Pasa todos los registros de abajo a una lista JSON de cadenas, una cadena por cada línea, sin incluir las líneas en blanco.

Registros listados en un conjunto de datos
───

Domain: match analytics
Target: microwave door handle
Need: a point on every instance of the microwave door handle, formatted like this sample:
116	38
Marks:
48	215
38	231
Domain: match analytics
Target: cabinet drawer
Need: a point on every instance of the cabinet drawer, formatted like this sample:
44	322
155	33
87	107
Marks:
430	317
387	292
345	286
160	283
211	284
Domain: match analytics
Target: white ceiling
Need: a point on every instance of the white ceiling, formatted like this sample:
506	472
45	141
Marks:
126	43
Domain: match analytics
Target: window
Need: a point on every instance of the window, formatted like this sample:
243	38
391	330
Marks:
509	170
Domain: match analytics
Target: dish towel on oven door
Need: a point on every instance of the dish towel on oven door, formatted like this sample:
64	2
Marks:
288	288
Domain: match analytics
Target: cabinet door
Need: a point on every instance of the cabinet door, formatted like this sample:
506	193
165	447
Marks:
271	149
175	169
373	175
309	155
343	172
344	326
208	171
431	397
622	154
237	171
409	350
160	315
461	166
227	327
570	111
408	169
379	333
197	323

───

■ Tarea resuelta ■
[
  "Domain: match analytics",
  "Target: microwave door handle",
  "Need: a point on every instance of the microwave door handle, formatted like this sample:",
  "116\t38",
  "Marks:",
  "48\t215",
  "38\t231",
  "Domain: match analytics",
  "Target: cabinet drawer",
  "Need: a point on every instance of the cabinet drawer, formatted like this sample:",
  "44\t322",
  "155\t33",
  "87\t107",
  "Marks:",
  "430\t317",
  "387\t292",
  "345\t286",
  "160\t283",
  "211\t284",
  "Domain: match analytics",
  "Target: white ceiling",
  "Need: a point on every instance of the white ceiling, formatted like this sample:",
  "506\t472",
  "45\t141",
  "Marks:",
  "126\t43",
  "Domain: match analytics",
  "Target: window",
  "Need: a point on every instance of the window, formatted like this sample:",
  "243\t38",
  "391\t330",
  "Marks:",
  "509\t170",
  "Domain: match analytics",
  "Target: dish towel on oven door",
  "Need: a point on every instance of the dish towel on oven door, formatted like this sample:",
  "64\t2",
  "Marks:",
  "288\t288",
  "Domain: match analytics",
  "Target: cabinet door",
  "Need: a point on every instance of the cabinet door, formatted like this sample:",
  "506\t193",
  "165\t447",
  "Marks:",
  "271\t149",
  "175\t169",
  "373\t175",
  "309\t155",
  "343\t172",
  "344\t326",
  "208\t171",
  "431\t397",
  "622\t154",
  "237\t171",
  "409\t350",
  "160\t315",
  "461\t166",
  "227\t327",
  "570\t111",
  "408\t169",
  "379\t333",
  "197\t323"
]